**CHALLENGE:** Copy the line with "Find the doorway" and all lines following it through the last line of the entries, exactly as written.

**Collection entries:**
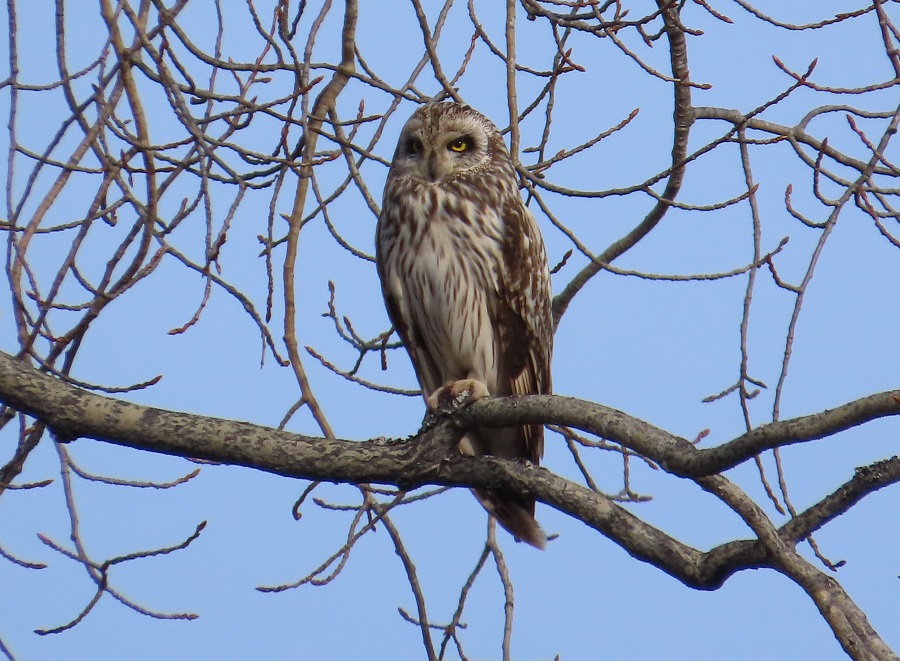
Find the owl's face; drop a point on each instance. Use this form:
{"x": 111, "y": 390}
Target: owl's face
{"x": 444, "y": 141}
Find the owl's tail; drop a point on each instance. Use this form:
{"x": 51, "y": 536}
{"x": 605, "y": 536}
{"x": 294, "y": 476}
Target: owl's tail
{"x": 515, "y": 514}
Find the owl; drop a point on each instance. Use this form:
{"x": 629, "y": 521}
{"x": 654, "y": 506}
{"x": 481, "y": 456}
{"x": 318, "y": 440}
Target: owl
{"x": 465, "y": 280}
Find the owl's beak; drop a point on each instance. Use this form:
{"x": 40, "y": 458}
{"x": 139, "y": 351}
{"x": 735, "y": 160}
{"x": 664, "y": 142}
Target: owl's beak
{"x": 436, "y": 167}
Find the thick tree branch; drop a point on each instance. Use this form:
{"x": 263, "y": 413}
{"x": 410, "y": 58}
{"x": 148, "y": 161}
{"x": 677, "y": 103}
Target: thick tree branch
{"x": 71, "y": 413}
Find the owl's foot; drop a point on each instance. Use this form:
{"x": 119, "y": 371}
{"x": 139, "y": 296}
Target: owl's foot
{"x": 455, "y": 395}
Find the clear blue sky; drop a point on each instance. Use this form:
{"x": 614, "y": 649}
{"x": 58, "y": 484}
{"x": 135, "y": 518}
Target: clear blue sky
{"x": 650, "y": 348}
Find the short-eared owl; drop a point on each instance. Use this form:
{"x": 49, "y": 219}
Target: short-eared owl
{"x": 464, "y": 274}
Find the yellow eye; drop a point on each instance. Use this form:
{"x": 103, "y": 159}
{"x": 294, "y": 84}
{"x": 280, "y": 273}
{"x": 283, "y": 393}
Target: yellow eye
{"x": 459, "y": 145}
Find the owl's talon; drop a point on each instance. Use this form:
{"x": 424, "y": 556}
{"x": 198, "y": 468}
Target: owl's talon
{"x": 456, "y": 395}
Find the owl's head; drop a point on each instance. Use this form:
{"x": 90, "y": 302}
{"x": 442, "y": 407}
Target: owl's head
{"x": 444, "y": 141}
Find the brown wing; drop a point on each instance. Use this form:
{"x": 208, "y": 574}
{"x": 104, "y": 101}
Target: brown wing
{"x": 523, "y": 316}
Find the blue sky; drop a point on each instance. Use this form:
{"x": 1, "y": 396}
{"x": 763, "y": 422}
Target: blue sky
{"x": 652, "y": 349}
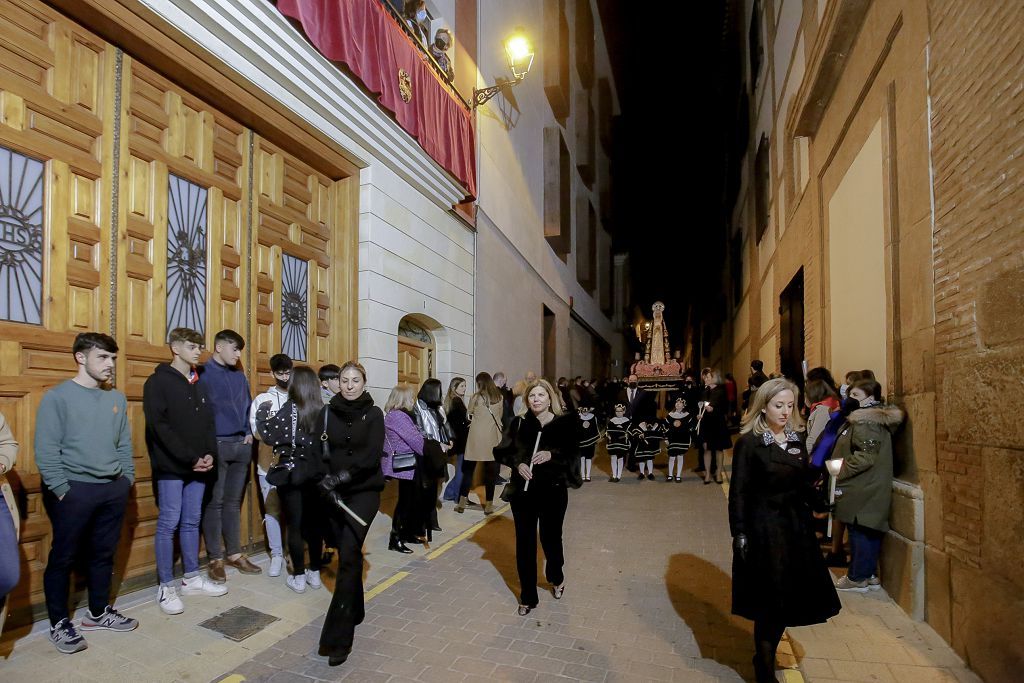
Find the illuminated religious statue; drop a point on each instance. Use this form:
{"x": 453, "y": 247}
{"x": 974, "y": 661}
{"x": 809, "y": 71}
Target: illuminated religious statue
{"x": 657, "y": 360}
{"x": 656, "y": 349}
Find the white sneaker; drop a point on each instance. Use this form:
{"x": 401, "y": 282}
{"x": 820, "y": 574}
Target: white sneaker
{"x": 202, "y": 586}
{"x": 170, "y": 603}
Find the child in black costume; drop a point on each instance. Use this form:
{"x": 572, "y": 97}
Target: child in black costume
{"x": 649, "y": 432}
{"x": 589, "y": 435}
{"x": 678, "y": 427}
{"x": 617, "y": 439}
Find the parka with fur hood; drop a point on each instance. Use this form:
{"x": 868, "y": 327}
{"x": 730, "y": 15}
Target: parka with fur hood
{"x": 866, "y": 478}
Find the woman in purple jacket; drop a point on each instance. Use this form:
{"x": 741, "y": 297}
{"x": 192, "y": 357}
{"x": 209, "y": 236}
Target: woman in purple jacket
{"x": 400, "y": 438}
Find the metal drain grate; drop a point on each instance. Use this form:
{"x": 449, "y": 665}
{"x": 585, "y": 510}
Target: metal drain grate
{"x": 239, "y": 623}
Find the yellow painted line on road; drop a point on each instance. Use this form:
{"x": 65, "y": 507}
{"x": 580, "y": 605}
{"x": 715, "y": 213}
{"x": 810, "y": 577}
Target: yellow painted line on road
{"x": 384, "y": 585}
{"x": 468, "y": 532}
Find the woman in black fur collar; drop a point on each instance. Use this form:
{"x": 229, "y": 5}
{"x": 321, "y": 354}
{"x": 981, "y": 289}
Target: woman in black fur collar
{"x": 543, "y": 471}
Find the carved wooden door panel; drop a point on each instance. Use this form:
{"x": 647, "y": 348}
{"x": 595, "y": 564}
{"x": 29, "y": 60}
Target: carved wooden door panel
{"x": 181, "y": 252}
{"x": 293, "y": 271}
{"x": 55, "y": 152}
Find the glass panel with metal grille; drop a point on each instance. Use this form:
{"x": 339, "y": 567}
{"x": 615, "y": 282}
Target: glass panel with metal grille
{"x": 186, "y": 232}
{"x": 294, "y": 306}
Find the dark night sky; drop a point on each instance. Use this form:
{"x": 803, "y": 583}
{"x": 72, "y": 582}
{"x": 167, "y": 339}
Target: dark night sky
{"x": 668, "y": 167}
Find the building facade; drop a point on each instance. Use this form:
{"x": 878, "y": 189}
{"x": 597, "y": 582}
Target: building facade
{"x": 877, "y": 223}
{"x": 207, "y": 163}
{"x": 544, "y": 278}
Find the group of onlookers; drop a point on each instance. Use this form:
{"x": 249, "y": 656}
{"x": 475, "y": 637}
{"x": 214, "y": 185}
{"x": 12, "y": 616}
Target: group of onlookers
{"x": 778, "y": 480}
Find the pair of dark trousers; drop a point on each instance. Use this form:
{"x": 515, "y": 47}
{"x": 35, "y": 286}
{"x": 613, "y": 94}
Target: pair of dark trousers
{"x": 10, "y": 567}
{"x": 347, "y": 609}
{"x": 222, "y": 512}
{"x": 406, "y": 521}
{"x": 303, "y": 510}
{"x": 544, "y": 507}
{"x": 489, "y": 474}
{"x": 865, "y": 546}
{"x": 87, "y": 519}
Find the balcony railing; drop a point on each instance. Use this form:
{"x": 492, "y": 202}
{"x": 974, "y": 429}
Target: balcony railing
{"x": 411, "y": 35}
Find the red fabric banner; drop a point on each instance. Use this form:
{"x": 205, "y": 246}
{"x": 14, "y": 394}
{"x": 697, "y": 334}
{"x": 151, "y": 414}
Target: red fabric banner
{"x": 365, "y": 37}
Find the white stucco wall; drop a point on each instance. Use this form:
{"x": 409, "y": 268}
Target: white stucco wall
{"x": 415, "y": 256}
{"x": 518, "y": 271}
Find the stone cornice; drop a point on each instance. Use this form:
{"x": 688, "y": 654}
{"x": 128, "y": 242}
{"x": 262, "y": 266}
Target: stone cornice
{"x": 262, "y": 46}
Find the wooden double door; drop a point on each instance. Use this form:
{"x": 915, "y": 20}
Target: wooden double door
{"x": 130, "y": 207}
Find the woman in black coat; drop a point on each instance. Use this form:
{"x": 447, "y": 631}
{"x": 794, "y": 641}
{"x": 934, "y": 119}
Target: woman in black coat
{"x": 713, "y": 430}
{"x": 543, "y": 471}
{"x": 354, "y": 430}
{"x": 778, "y": 575}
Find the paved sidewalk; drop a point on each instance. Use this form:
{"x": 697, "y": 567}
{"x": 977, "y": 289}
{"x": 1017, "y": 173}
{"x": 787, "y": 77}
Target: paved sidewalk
{"x": 647, "y": 599}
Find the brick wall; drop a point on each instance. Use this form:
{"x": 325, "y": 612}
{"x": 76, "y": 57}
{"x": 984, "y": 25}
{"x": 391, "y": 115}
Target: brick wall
{"x": 976, "y": 81}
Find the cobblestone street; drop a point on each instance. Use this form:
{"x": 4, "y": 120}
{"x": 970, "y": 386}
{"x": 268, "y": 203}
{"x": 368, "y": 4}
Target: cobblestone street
{"x": 647, "y": 599}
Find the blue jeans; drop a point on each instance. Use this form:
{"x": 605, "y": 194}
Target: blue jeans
{"x": 180, "y": 509}
{"x": 455, "y": 483}
{"x": 865, "y": 545}
{"x": 10, "y": 565}
{"x": 222, "y": 514}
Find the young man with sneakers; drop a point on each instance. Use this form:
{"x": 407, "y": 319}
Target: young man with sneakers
{"x": 84, "y": 455}
{"x": 182, "y": 443}
{"x": 281, "y": 368}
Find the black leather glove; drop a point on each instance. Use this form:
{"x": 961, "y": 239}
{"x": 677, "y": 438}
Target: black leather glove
{"x": 331, "y": 481}
{"x": 739, "y": 546}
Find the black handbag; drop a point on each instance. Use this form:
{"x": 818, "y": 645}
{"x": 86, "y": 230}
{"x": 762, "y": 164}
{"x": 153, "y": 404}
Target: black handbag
{"x": 400, "y": 462}
{"x": 287, "y": 468}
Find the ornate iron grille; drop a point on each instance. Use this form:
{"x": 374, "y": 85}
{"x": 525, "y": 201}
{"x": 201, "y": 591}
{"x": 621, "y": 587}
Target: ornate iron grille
{"x": 185, "y": 255}
{"x": 20, "y": 238}
{"x": 294, "y": 306}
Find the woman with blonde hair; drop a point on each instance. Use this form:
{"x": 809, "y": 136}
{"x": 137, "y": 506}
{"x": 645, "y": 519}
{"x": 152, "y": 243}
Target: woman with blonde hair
{"x": 778, "y": 575}
{"x": 458, "y": 417}
{"x": 484, "y": 433}
{"x": 401, "y": 439}
{"x": 713, "y": 430}
{"x": 542, "y": 447}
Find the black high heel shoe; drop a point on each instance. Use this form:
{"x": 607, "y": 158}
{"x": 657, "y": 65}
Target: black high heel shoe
{"x": 397, "y": 546}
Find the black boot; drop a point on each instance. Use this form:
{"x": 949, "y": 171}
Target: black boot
{"x": 396, "y": 545}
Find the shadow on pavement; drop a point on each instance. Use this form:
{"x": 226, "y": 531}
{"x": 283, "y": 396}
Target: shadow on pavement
{"x": 497, "y": 539}
{"x": 701, "y": 595}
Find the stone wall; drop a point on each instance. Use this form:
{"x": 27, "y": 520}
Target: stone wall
{"x": 976, "y": 568}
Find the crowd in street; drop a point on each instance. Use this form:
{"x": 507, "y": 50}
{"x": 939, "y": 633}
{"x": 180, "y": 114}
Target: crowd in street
{"x": 324, "y": 452}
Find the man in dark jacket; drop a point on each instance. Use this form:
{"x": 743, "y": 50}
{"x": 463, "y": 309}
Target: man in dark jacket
{"x": 182, "y": 443}
{"x": 227, "y": 390}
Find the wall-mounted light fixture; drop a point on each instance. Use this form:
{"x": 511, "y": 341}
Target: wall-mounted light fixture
{"x": 519, "y": 52}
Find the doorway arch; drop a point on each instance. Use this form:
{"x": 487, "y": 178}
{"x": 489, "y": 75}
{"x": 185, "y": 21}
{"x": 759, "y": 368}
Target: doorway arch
{"x": 417, "y": 351}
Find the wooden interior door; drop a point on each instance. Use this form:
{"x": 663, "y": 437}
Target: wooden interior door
{"x": 413, "y": 361}
{"x": 55, "y": 162}
{"x": 180, "y": 261}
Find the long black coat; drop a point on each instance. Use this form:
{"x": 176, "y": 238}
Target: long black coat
{"x": 783, "y": 579}
{"x": 714, "y": 431}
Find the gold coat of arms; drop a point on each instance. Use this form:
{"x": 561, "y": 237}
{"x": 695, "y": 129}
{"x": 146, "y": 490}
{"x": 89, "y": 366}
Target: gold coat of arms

**EXERCISE RESULT:**
Find the doorway arch; drop a point on each instance. Use this form:
{"x": 487, "y": 178}
{"x": 489, "y": 75}
{"x": 185, "y": 21}
{"x": 759, "y": 368}
Target: doorway arch
{"x": 417, "y": 351}
Find the wooden interior door; drop a point on each instance. Use this form:
{"x": 663, "y": 437}
Target: wooden interior door
{"x": 413, "y": 361}
{"x": 55, "y": 162}
{"x": 180, "y": 261}
Find the long black coat; drop a point on each instance. Use this form:
{"x": 176, "y": 238}
Target: long black coat
{"x": 783, "y": 579}
{"x": 714, "y": 431}
Find the gold coat of arms; drop a point on each instance. Use this form:
{"x": 561, "y": 237}
{"x": 695, "y": 129}
{"x": 146, "y": 490}
{"x": 89, "y": 366}
Target: gold coat of arms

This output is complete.